→ **HALAMAN**:
==========

1.      Maulana Malik Ibrahim atau Sunan Gresik
               Maulana Malik Ibrahim merupakan wali tertua di antara Wali Sanga yang mensyiarkan agama Islam di Jawa Timur, sehingga dikenal pada dengan nama Sunan Gresik. Maulana Malik Ibrahim menetap di Gresik dengan mendirikan masjid dan pesantren, tempat mengajarkan Islam kepada para santri dan kepada para penduduk agar menjadi umat Islam yang bertakwa. Beliau wafat pada tahun 1419 M (882 H) dan dimakamkan di Gapura Wetan, Gresik.

==========

→ **BARIS DATA**:
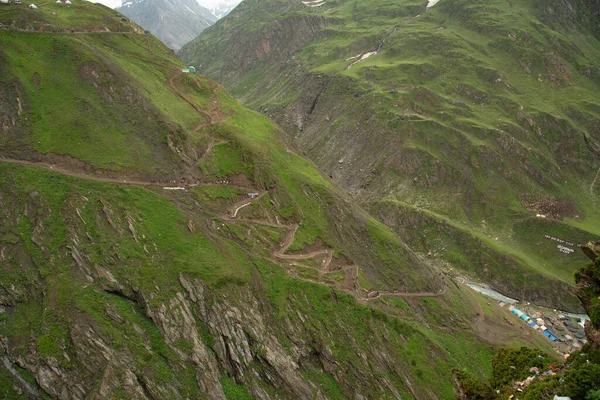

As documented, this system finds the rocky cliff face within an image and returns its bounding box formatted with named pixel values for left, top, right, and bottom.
left=116, top=0, right=217, bottom=50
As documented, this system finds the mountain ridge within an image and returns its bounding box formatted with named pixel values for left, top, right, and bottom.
left=0, top=2, right=552, bottom=400
left=115, top=0, right=217, bottom=50
left=179, top=0, right=600, bottom=309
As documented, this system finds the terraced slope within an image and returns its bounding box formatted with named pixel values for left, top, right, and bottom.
left=180, top=0, right=600, bottom=309
left=0, top=2, right=549, bottom=399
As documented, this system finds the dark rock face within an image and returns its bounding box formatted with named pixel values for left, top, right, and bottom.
left=117, top=0, right=217, bottom=50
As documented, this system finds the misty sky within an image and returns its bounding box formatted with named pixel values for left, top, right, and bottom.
left=87, top=0, right=240, bottom=8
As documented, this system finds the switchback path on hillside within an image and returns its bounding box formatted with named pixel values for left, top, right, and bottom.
left=221, top=191, right=446, bottom=301
left=0, top=155, right=248, bottom=191
left=0, top=25, right=147, bottom=36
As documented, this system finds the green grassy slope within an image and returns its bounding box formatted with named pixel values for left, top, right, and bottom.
left=0, top=2, right=548, bottom=399
left=180, top=0, right=600, bottom=306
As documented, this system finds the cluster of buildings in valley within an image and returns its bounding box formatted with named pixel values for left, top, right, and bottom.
left=500, top=303, right=587, bottom=353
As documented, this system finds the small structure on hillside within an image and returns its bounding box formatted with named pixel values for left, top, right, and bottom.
left=181, top=65, right=196, bottom=74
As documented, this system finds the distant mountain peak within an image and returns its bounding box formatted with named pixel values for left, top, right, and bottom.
left=117, top=0, right=217, bottom=50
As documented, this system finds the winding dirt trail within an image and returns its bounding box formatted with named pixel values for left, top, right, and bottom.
left=222, top=191, right=446, bottom=301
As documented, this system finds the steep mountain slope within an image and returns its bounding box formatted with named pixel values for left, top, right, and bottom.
left=116, top=0, right=217, bottom=50
left=0, top=2, right=549, bottom=399
left=180, top=0, right=600, bottom=308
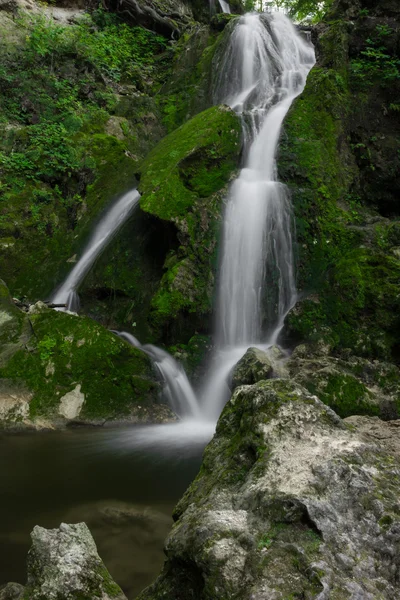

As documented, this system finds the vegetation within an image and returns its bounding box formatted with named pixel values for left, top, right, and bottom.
left=0, top=10, right=171, bottom=297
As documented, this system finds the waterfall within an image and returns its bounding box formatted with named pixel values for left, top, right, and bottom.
left=219, top=0, right=231, bottom=15
left=114, top=331, right=201, bottom=419
left=203, top=12, right=315, bottom=418
left=52, top=14, right=315, bottom=431
left=51, top=189, right=140, bottom=312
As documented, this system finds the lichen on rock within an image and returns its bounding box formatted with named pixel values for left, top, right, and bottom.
left=23, top=523, right=126, bottom=600
left=140, top=379, right=400, bottom=600
left=0, top=286, right=173, bottom=427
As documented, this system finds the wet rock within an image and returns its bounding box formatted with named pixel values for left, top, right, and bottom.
left=0, top=284, right=169, bottom=428
left=286, top=344, right=400, bottom=420
left=26, top=523, right=126, bottom=600
left=232, top=348, right=273, bottom=389
left=0, top=583, right=25, bottom=600
left=140, top=379, right=400, bottom=600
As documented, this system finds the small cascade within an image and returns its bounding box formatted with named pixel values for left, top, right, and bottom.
left=219, top=0, right=231, bottom=15
left=114, top=331, right=201, bottom=420
left=203, top=12, right=315, bottom=418
left=51, top=11, right=315, bottom=428
left=51, top=189, right=140, bottom=312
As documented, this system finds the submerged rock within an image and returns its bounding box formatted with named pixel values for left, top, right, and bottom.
left=25, top=523, right=126, bottom=600
left=140, top=379, right=400, bottom=600
left=232, top=348, right=273, bottom=389
left=286, top=345, right=400, bottom=420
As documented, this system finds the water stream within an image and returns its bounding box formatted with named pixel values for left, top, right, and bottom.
left=50, top=188, right=140, bottom=312
left=47, top=10, right=315, bottom=422
left=203, top=12, right=315, bottom=418
left=0, top=423, right=212, bottom=600
left=0, top=9, right=315, bottom=597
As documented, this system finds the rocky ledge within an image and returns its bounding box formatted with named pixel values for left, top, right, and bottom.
left=0, top=523, right=126, bottom=600
left=0, top=346, right=400, bottom=600
left=140, top=372, right=400, bottom=600
left=0, top=280, right=175, bottom=429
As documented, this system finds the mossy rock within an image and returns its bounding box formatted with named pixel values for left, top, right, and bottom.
left=139, top=106, right=241, bottom=221
left=139, top=106, right=241, bottom=343
left=278, top=3, right=400, bottom=362
left=0, top=303, right=168, bottom=422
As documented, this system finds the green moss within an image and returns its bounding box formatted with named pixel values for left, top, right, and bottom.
left=303, top=373, right=380, bottom=418
left=139, top=107, right=241, bottom=342
left=0, top=308, right=157, bottom=418
left=139, top=106, right=241, bottom=220
left=279, top=8, right=399, bottom=360
left=0, top=11, right=171, bottom=300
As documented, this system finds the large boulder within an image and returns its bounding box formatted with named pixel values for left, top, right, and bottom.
left=286, top=343, right=400, bottom=420
left=278, top=0, right=400, bottom=362
left=0, top=285, right=172, bottom=427
left=232, top=348, right=274, bottom=389
left=140, top=379, right=400, bottom=600
left=24, top=523, right=126, bottom=600
left=138, top=106, right=241, bottom=341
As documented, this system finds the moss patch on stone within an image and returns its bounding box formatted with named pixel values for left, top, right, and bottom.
left=0, top=306, right=158, bottom=420
left=139, top=106, right=241, bottom=343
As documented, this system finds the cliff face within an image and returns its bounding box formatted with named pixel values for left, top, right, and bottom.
left=0, top=0, right=236, bottom=341
left=279, top=2, right=400, bottom=362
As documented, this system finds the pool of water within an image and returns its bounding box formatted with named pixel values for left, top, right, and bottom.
left=0, top=423, right=213, bottom=600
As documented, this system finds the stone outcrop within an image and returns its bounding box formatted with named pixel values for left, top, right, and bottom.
left=138, top=106, right=241, bottom=342
left=285, top=343, right=400, bottom=420
left=278, top=0, right=400, bottom=362
left=140, top=379, right=400, bottom=600
left=10, top=523, right=126, bottom=600
left=232, top=348, right=273, bottom=389
left=0, top=281, right=174, bottom=428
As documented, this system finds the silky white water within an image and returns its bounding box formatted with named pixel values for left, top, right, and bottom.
left=114, top=331, right=201, bottom=420
left=203, top=13, right=315, bottom=418
left=51, top=189, right=140, bottom=312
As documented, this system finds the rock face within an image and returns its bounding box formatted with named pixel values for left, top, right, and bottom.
left=232, top=348, right=273, bottom=389
left=24, top=523, right=126, bottom=600
left=0, top=583, right=25, bottom=600
left=279, top=0, right=400, bottom=362
left=0, top=282, right=173, bottom=427
left=138, top=106, right=241, bottom=341
left=286, top=344, right=400, bottom=420
left=140, top=379, right=400, bottom=600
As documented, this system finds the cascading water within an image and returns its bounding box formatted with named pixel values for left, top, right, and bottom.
left=51, top=189, right=140, bottom=312
left=114, top=331, right=201, bottom=419
left=203, top=13, right=315, bottom=418
left=52, top=12, right=315, bottom=426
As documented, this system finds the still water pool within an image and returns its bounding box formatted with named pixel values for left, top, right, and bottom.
left=0, top=423, right=213, bottom=599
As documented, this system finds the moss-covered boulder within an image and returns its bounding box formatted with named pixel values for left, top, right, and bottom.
left=0, top=282, right=171, bottom=426
left=279, top=1, right=400, bottom=361
left=139, top=379, right=400, bottom=600
left=286, top=344, right=400, bottom=420
left=0, top=4, right=169, bottom=301
left=139, top=106, right=241, bottom=342
left=23, top=523, right=126, bottom=600
left=232, top=348, right=274, bottom=389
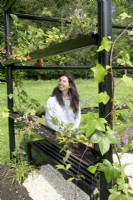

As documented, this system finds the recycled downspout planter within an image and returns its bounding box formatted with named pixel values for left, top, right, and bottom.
left=97, top=0, right=113, bottom=200
left=4, top=0, right=127, bottom=200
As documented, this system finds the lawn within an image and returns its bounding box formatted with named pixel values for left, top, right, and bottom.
left=0, top=79, right=131, bottom=163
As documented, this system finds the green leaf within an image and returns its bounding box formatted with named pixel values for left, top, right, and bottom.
left=10, top=14, right=18, bottom=22
left=55, top=165, right=65, bottom=169
left=97, top=37, right=112, bottom=52
left=105, top=130, right=118, bottom=144
left=87, top=163, right=101, bottom=174
left=91, top=63, right=108, bottom=83
left=117, top=51, right=133, bottom=67
left=128, top=30, right=133, bottom=36
left=94, top=92, right=109, bottom=104
left=63, top=150, right=71, bottom=162
left=126, top=102, right=133, bottom=112
left=122, top=75, right=133, bottom=87
left=90, top=131, right=104, bottom=144
left=120, top=12, right=131, bottom=20
left=67, top=177, right=75, bottom=183
left=99, top=135, right=110, bottom=155
left=96, top=118, right=107, bottom=131
left=66, top=164, right=71, bottom=170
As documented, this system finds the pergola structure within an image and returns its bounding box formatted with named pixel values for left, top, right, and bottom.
left=4, top=0, right=132, bottom=200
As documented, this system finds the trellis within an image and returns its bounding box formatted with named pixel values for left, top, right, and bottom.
left=4, top=0, right=132, bottom=200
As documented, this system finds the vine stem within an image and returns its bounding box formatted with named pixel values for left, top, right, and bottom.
left=110, top=22, right=133, bottom=66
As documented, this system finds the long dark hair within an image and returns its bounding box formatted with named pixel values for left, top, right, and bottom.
left=51, top=74, right=79, bottom=114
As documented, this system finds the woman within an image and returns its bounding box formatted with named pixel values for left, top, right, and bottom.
left=45, top=74, right=81, bottom=132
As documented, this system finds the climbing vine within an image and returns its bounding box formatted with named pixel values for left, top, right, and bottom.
left=0, top=7, right=133, bottom=200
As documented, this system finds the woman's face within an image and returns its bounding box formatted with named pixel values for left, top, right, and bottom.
left=58, top=76, right=70, bottom=92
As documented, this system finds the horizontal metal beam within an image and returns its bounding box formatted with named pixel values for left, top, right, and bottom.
left=3, top=0, right=16, bottom=12
left=29, top=32, right=98, bottom=59
left=5, top=32, right=98, bottom=65
left=15, top=13, right=70, bottom=23
left=112, top=25, right=133, bottom=30
left=12, top=66, right=92, bottom=70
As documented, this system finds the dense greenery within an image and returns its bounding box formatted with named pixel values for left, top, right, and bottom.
left=0, top=0, right=133, bottom=79
left=0, top=0, right=133, bottom=200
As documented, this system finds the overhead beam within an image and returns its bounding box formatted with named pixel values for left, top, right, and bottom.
left=4, top=0, right=16, bottom=12
left=29, top=32, right=98, bottom=59
left=5, top=32, right=98, bottom=65
left=15, top=13, right=70, bottom=23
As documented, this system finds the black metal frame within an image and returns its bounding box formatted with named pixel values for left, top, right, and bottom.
left=4, top=0, right=131, bottom=200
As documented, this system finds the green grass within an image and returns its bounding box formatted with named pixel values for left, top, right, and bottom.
left=0, top=79, right=132, bottom=163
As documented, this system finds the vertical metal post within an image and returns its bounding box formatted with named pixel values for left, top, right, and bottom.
left=5, top=12, right=15, bottom=159
left=7, top=66, right=15, bottom=159
left=97, top=0, right=113, bottom=200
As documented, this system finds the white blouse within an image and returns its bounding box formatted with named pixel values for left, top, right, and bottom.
left=45, top=96, right=81, bottom=132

==========

→ **TUGAS KERJA**:
1. Salin bagian teks tentang Sunan Gresik, mulai dari "1.      Maulana Malik" dan berlanjut hingga "Gapura Wetan, Gresik.".
2. Menurut teks tentang Sunan Gresik, untuk apa Maulana Malik Ibrahim mendirikan masjid dan pesantren di Gresik? Jelaskan dalam satu sampai tiga kalimat.

→ **HASIL YANG DIHARAPKAN**:
1.
1.      Maulana Malik Ibrahim atau Sunan Gresik
               Maulana Malik Ibrahim merupakan wali tertua di antara Wali Sanga yang mensyiarkan agama Islam di Jawa Timur, sehingga dikenal pada dengan nama Sunan Gresik. Maulana Malik Ibrahim menetap di Gresik dengan mendirikan masjid dan pesantren, tempat mengajarkan Islam kepada para santri dan kepada para penduduk agar menjadi umat Islam yang bertakwa. Beliau wafat pada tahun 1419 M (882 H) dan dimakamkan di Gapura Wetan, Gresik.

2. Masjid dan pesantren itu didirikan sebagai tempat untuk mengajarkan Islam kepada para santri dan penduduk. Tujuannya agar mereka menjadi umat Islam yang bertakwa.